READING TEXT:

-.-.-

Whereas, by contrast, people in business occupy the full range of moral stature, from lowest to highest. There are businessmen like Orren Boyle and James Taggart at one end; at the other end, there are businessmen who rise to the moral stature of Hank Rearden, businessmen who are scrupulously competent and honest to their customers and have never taken a penny from the government.

Do you have any proof to back up that claim? Can you name one business person who has never accepted even a single penny from govenment, and who has never in any other way acted unscrupulously, and can you prove that he or she has never done so?

Are you joking? The world is literally full of small business owners who are honest and have never taken any money from the government. My father owned a liquor store for five years in Los Angeles. During those five years, he never once acted unscrupulously toward any of his customers or took any money from the government. Unless you want to argue that all business people are using subsidized government roads or other infrastructure. But of course it's impossible to exist at all without using government roads, since government has a monopoly on the provision of roads. In any case, even if a businessman is receiving some government money or other subsidies, he is also paying many forms of taxes. So unless he is receiving more in government money than he is paying, he is a net victim of government and has nothing for which to apologize according to libertarian/objectivist ethics. And the majority of business people pay more in taxes than they receive in government subsidies.

-.-.-

THE DATA:

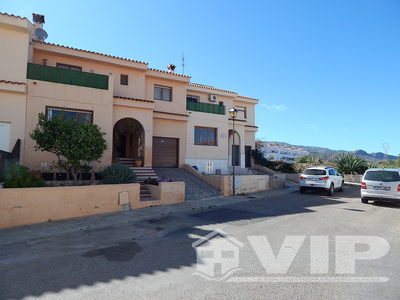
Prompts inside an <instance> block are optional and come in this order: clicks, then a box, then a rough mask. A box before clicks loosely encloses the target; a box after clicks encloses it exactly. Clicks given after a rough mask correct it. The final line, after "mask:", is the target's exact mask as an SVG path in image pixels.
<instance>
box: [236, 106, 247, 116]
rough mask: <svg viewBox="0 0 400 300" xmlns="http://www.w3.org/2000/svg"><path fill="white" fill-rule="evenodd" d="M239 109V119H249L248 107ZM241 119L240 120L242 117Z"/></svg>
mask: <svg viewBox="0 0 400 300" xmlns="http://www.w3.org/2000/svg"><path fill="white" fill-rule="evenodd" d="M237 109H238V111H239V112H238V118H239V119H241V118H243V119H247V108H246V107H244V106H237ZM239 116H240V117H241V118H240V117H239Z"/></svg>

-.-.-

Reproduce verbatim the part of the passage on businessmen and government money that begins at the words "Do you have" and stops after "never done so?".

YOUR SOLUTION:
Do you have any proof to back up that claim? Can you name one business person who has never accepted even a single penny from govenment, and who has never in any other way acted unscrupulously, and can you prove that he or she has never done so?